» **Текст для чтения**:
Воспоминания о Рудольфе Штейнере и строительстве первого Гётеанума (Тургенева) - страница 59


Спустя несколько дней мне приснился покойник в древнерусских одеждах на великолепном катафалке. Его лик изменялся от выражения грубой чувственности до христиански просветленной духовности. На следующий день мы узнали об убийстве Распутина… Наступил хаос.


Благодаря лекциям Рудольфа Штейнера и пребыванию возле него мы могли интенсивно сопереживать тому, что разыгрывалось во внешнем мире. Но нам приходилось в бессилии видеть, что он — тот, кто мог вмешаться и помочь — не имел для этого условий; сами мы также были неподходящими инструментами, чтобы послужить ему в этом.


Доктор Штейнер часто задерживал нас, чтобы поговорить с нами об обрушивающихся на мир событиях. Мы не ожидали, что он обрадуется разразившейся в России революции. Ошибки царизма исправить было невозможно. "Наконец Россия освободилась от этой ужасной кармы Романовых", — сказал он. — "Почему Вы повесили нос? Русские должны радоваться будущему!" Он надеялся на новый порядок в России. — Я видела воочию наступление хаоса и разрухи — то, что он сам так часто предсказывал, и лишь отчасти могла разделить его уверенность. Только позднее я поняла, что событиям — как и тяжелой болезни — надо до последнего момента противопоставлять надежду на чудо. В этом скрыта целительная сила.


Брест-Литовский мир я пережила как страшное несчастье для будущего. "Если бы людям дали трехчленность, они поняли бы ее; у них есть для этого головы", — заявил доктор Штейнер. При этом он имел в виду руководство русской комиссией. Однако его попытки донести до авторитетных лиц свою идею нового социального устройства не удались.

» **Вопросы и задания**:
1/ Ответьте на вопросы по воспоминаниям о Рудольфе Штейнере.
(a) Что приснилось рассказчику за несколько дней до известия об убийстве Распутина?
(b) Какими словами доктор Штейнер встретил революцию в России?
(c) Кого он имел в виду, заявив: «у них есть для этого головы»?
2/ Продолжите воспоминания о Рудольфе Штейнере, начав сразу после последнего приведенного в них предложения.

» **Строки данных**:
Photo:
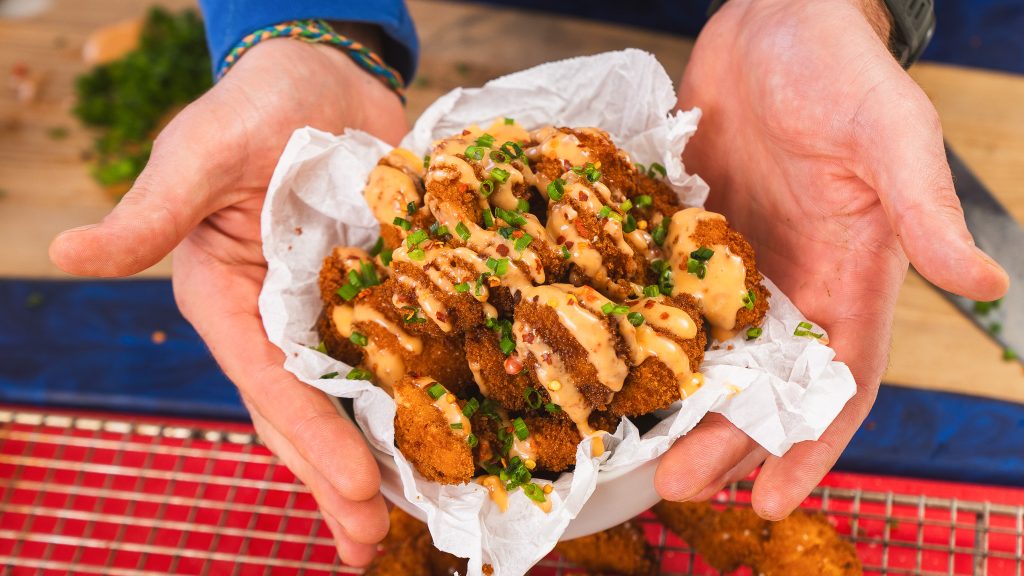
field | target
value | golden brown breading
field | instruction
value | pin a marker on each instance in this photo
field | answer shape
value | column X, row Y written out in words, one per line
column 486, row 362
column 544, row 320
column 409, row 558
column 711, row 232
column 424, row 434
column 621, row 549
column 651, row 385
column 806, row 543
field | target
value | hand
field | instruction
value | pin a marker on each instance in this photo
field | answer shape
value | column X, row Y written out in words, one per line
column 201, row 196
column 828, row 158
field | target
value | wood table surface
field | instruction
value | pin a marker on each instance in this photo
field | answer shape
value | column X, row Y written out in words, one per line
column 45, row 184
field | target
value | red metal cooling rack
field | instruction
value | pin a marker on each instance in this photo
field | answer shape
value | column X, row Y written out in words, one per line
column 123, row 495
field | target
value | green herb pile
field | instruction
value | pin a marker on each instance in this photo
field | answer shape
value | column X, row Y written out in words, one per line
column 127, row 99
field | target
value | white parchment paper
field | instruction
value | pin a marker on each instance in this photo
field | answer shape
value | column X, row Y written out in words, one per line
column 778, row 388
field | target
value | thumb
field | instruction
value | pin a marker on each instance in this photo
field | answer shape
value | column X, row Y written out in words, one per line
column 168, row 199
column 899, row 135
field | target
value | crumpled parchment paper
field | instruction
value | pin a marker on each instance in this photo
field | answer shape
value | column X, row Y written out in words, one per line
column 778, row 388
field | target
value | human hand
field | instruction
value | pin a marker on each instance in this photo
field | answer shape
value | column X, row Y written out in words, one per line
column 828, row 158
column 201, row 195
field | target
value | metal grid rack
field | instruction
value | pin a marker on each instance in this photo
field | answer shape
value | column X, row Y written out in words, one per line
column 119, row 496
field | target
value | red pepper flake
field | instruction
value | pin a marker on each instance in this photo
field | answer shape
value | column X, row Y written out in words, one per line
column 512, row 365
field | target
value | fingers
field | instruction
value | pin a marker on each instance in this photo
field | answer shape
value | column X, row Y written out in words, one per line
column 168, row 199
column 898, row 134
column 700, row 460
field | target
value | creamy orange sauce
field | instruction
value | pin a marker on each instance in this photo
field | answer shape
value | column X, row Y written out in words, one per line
column 497, row 490
column 722, row 290
column 388, row 193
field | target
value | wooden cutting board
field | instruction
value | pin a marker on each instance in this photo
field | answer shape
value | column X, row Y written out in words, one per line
column 45, row 187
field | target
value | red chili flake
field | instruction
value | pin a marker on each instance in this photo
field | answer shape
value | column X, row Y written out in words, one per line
column 512, row 365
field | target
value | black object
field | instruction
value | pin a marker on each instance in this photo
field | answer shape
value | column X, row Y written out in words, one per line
column 913, row 25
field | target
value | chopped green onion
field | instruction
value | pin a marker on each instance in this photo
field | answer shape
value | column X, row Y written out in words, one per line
column 702, row 253
column 556, row 190
column 804, row 329
column 534, row 492
column 521, row 432
column 659, row 232
column 470, row 408
column 696, row 268
column 499, row 175
column 415, row 238
column 347, row 291
column 436, row 391
column 750, row 299
column 523, row 242
column 532, row 397
column 358, row 374
column 378, row 246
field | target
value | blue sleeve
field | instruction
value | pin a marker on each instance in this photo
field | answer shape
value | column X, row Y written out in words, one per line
column 227, row 22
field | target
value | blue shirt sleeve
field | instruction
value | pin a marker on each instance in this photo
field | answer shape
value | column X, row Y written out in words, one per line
column 227, row 22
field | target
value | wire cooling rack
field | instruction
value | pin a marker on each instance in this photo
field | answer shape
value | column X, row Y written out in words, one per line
column 119, row 495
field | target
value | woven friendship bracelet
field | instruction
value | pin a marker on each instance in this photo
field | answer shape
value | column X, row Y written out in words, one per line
column 320, row 31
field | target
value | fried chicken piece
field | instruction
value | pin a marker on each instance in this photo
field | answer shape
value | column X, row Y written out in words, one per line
column 487, row 364
column 652, row 384
column 725, row 305
column 621, row 549
column 806, row 543
column 725, row 539
column 431, row 432
column 408, row 558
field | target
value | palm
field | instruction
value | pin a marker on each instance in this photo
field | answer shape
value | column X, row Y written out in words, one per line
column 822, row 152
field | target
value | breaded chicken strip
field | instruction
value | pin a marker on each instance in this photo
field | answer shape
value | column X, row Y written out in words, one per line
column 806, row 543
column 653, row 384
column 431, row 430
column 621, row 549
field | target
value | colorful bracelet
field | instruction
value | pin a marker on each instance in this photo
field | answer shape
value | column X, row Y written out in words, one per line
column 320, row 31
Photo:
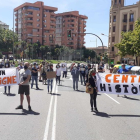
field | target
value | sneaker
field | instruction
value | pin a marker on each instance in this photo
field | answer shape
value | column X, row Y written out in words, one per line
column 29, row 107
column 96, row 109
column 20, row 107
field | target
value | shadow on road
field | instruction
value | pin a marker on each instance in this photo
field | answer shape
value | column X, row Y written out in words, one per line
column 56, row 94
column 131, row 98
column 13, row 114
column 30, row 112
column 102, row 114
column 9, row 94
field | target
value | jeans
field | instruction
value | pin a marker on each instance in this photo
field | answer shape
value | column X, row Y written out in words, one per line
column 93, row 99
column 58, row 79
column 36, row 79
column 82, row 78
column 5, row 88
column 64, row 74
column 75, row 81
column 50, row 82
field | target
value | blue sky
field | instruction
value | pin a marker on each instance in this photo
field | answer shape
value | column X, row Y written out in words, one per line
column 96, row 10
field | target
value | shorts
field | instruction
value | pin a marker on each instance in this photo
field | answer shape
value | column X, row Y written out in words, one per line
column 24, row 89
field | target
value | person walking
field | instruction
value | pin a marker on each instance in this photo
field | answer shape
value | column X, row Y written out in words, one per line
column 82, row 74
column 50, row 81
column 122, row 70
column 58, row 73
column 75, row 75
column 35, row 76
column 24, row 88
column 92, row 82
column 7, row 65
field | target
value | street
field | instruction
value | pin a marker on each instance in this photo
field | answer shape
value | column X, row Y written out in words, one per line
column 66, row 115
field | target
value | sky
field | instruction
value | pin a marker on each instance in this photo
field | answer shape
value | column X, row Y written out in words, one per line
column 97, row 12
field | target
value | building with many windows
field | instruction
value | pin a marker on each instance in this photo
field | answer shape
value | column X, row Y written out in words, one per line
column 122, row 18
column 4, row 25
column 74, row 22
column 36, row 22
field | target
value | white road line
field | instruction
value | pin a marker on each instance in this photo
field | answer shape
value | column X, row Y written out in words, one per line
column 49, row 114
column 112, row 98
column 54, row 117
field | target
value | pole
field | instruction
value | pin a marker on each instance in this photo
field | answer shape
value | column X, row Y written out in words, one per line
column 13, row 34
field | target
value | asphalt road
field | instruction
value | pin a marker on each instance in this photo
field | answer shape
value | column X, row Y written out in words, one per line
column 66, row 115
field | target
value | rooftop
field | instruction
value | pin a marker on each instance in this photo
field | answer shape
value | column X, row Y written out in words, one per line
column 2, row 23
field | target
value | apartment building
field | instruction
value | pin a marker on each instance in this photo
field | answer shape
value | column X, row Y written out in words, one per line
column 74, row 22
column 36, row 22
column 4, row 25
column 122, row 18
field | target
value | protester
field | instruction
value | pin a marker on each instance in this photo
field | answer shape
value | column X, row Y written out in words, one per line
column 24, row 88
column 50, row 81
column 58, row 73
column 20, row 66
column 35, row 76
column 88, row 68
column 121, row 71
column 82, row 74
column 92, row 82
column 7, row 65
column 43, row 73
column 75, row 75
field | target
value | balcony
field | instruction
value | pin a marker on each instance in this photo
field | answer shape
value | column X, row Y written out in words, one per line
column 52, row 14
column 131, row 20
column 124, row 30
column 125, row 20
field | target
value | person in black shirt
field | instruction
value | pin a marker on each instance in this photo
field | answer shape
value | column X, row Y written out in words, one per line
column 34, row 76
column 92, row 82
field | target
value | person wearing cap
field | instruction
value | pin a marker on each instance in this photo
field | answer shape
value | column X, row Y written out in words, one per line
column 92, row 82
column 121, row 71
column 75, row 76
column 34, row 76
column 50, row 81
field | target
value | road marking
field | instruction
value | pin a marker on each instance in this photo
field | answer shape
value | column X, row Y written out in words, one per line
column 112, row 98
column 49, row 114
column 54, row 117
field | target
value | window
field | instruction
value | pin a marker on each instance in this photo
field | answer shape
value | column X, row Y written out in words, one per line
column 131, row 27
column 113, row 39
column 124, row 28
column 125, row 18
column 114, row 18
column 114, row 28
column 131, row 17
column 112, row 49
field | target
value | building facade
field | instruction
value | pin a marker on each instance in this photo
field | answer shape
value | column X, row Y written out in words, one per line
column 122, row 18
column 74, row 22
column 36, row 22
column 4, row 25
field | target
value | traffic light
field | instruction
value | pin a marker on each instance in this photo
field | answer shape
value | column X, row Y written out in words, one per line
column 69, row 33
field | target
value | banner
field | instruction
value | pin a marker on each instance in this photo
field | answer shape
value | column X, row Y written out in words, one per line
column 118, row 84
column 9, row 76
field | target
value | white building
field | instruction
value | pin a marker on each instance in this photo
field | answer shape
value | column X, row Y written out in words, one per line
column 4, row 25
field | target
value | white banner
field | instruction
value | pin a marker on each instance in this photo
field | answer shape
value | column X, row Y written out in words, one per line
column 9, row 76
column 118, row 84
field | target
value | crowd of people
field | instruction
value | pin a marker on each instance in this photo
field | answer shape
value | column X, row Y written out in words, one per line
column 38, row 72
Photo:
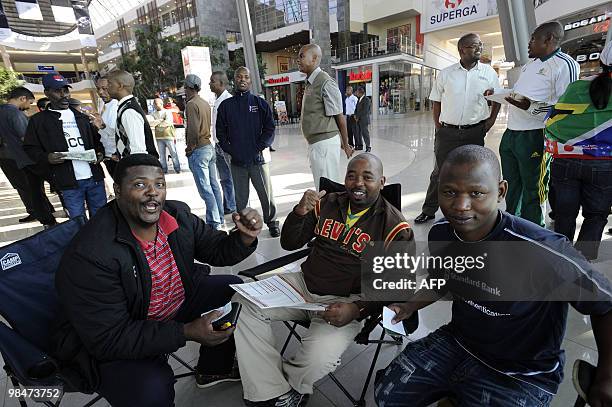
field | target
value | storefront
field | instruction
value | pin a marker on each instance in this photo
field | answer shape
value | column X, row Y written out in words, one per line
column 402, row 86
column 288, row 88
column 585, row 37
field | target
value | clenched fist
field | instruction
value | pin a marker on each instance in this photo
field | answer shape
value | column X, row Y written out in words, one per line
column 308, row 202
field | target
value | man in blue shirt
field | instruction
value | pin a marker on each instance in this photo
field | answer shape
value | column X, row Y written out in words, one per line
column 503, row 344
column 245, row 129
column 15, row 163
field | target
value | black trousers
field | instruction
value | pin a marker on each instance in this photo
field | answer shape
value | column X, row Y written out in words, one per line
column 31, row 190
column 446, row 140
column 350, row 127
column 150, row 382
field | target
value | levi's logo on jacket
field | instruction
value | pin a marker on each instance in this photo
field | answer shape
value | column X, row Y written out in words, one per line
column 354, row 238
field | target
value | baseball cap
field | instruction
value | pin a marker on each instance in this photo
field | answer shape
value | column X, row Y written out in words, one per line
column 193, row 81
column 54, row 81
column 606, row 54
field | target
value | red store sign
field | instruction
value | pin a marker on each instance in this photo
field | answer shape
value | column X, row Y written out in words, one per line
column 361, row 76
column 276, row 81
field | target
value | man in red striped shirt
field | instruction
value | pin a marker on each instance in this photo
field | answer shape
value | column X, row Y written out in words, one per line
column 131, row 293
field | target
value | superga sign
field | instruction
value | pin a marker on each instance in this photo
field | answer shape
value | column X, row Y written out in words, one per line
column 441, row 14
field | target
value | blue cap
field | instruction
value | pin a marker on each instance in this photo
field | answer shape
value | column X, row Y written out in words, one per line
column 54, row 81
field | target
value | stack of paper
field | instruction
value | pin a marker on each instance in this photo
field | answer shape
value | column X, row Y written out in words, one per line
column 275, row 292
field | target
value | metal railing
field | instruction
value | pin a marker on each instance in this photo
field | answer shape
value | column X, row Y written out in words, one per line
column 377, row 47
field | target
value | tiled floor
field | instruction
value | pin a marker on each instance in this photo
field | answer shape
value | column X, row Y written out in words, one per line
column 405, row 144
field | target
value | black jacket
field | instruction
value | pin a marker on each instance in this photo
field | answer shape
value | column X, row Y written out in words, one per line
column 104, row 288
column 45, row 135
column 363, row 110
column 245, row 127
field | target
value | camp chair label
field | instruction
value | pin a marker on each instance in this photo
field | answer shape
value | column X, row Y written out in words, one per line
column 10, row 260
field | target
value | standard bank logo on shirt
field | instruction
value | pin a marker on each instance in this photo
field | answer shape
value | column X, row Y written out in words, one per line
column 10, row 260
column 73, row 140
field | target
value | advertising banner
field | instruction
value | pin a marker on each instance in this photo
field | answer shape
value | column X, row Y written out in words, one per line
column 441, row 14
column 81, row 13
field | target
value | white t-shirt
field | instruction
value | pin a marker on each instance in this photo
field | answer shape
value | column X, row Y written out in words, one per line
column 542, row 81
column 461, row 93
column 82, row 170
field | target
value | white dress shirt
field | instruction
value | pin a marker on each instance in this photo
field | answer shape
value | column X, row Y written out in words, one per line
column 543, row 81
column 133, row 123
column 332, row 98
column 351, row 104
column 221, row 98
column 107, row 134
column 461, row 93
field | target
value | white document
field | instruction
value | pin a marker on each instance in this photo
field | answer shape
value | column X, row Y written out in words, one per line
column 87, row 155
column 388, row 315
column 500, row 96
column 275, row 292
column 226, row 309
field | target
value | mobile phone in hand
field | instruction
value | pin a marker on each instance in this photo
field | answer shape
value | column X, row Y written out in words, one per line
column 228, row 321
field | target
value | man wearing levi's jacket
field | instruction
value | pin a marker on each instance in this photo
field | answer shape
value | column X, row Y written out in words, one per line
column 342, row 225
column 502, row 347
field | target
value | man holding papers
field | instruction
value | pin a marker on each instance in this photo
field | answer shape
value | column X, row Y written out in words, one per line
column 57, row 132
column 130, row 292
column 343, row 225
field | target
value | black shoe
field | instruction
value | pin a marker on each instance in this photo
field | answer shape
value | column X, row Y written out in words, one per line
column 274, row 229
column 290, row 399
column 423, row 217
column 27, row 219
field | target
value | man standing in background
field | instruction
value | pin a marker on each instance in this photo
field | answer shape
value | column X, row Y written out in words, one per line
column 245, row 128
column 362, row 120
column 350, row 103
column 323, row 123
column 163, row 127
column 200, row 151
column 543, row 80
column 15, row 163
column 460, row 111
column 218, row 85
column 132, row 135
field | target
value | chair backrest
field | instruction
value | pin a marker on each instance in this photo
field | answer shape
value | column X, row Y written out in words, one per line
column 391, row 192
column 27, row 281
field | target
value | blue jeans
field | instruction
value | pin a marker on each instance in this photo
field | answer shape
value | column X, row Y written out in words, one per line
column 162, row 145
column 202, row 166
column 225, row 177
column 89, row 191
column 587, row 184
column 436, row 367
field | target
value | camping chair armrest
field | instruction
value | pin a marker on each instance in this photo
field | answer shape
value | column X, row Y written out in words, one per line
column 253, row 272
column 28, row 363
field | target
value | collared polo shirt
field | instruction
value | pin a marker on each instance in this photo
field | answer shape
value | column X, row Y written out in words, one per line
column 542, row 80
column 167, row 292
column 461, row 93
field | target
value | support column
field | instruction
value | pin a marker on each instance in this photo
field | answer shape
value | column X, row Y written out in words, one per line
column 248, row 45
column 375, row 93
column 517, row 20
column 343, row 15
column 318, row 22
column 6, row 59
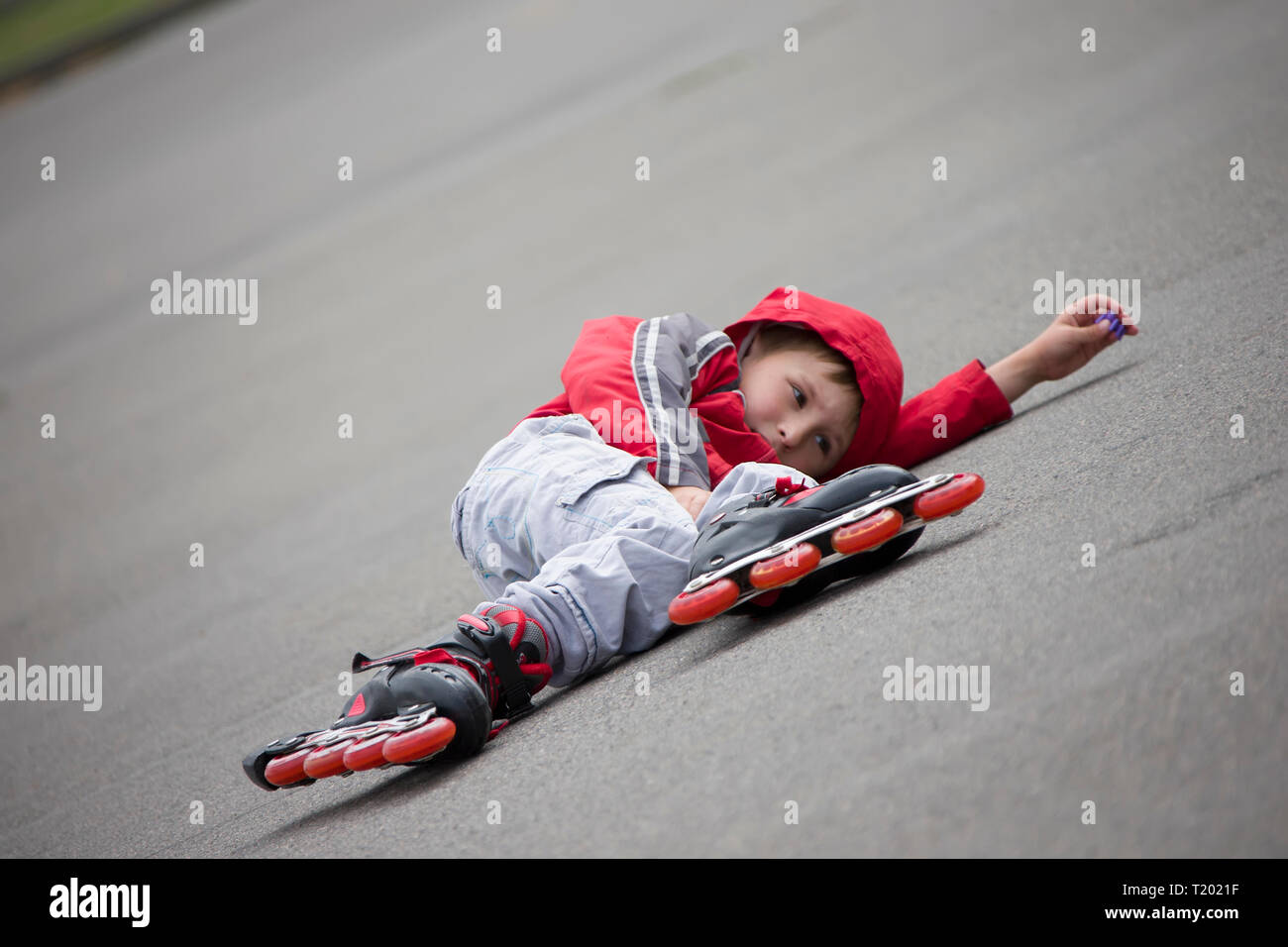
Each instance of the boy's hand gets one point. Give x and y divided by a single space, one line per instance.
1076 337
692 499
1065 346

» **Ответы к заданиям**:
1/
(a) Покойник в древнерусских одеждах на великолепном катафалке, чей лик изменялся от выражения грубой чувственности до христиански просветленной духовности.
(b) «Наконец Россия освободилась от этой ужасной кармы Романовых».
(c) Руководство русской комиссией.

2/
Однажды в начале 1918 года я встретила его утром в столярной. "Вы читали сегодня в газете обращение Вильсона с 14 пунктами? Что Вы об этом думаете?" — "Да, господин доктор; я не нашла там ни одной новой мысли". — "Ни одной новой мысли! — подтвердил он, — ни одной. Но Вы увидите, весь мир теперь присягает этому". — Больше всего он страдал от пустословия, которым часто прикрывалась ужасающая лживость.

Работа над "светотенью"

В Рождество 1916 года доктор Штейнер прервал ориентированные на современность лекции, чтобы поговорить с нами о гнозисе. Это чудесно встраивалось в длинный ряд дорнахских рождественских лекций. Как только он произнес слово "гнозис", во мне что-то затрепетало, как в тот первый раз, когда я встретила это слово в школьном учебнике и оно вызвало у меня мечты и образные переживания. В какой-то степени это предваряло будущее. Однако силы мои быстро таяли. Теперь я поняла, почему доктор Штейнер постоянно справлялся о моем здоровье. Я была вынуждена оставаться дома и следовать — через посредство доктора Фридкиной — его советам. Единственное, что мне позволили делать этой зимой спустя какое-то время, — это посещать лекции и в качестве зрителя участвовать в вечерних репетициях. "То, в чем я Вас могу упрекнуть, — сказал мне доктор Штейнер, — так это Ваша самонадеянность: Вы думаете, что можете вынести все, и не можете единственный раз вынести самого малого". Он прекрасно знал меня.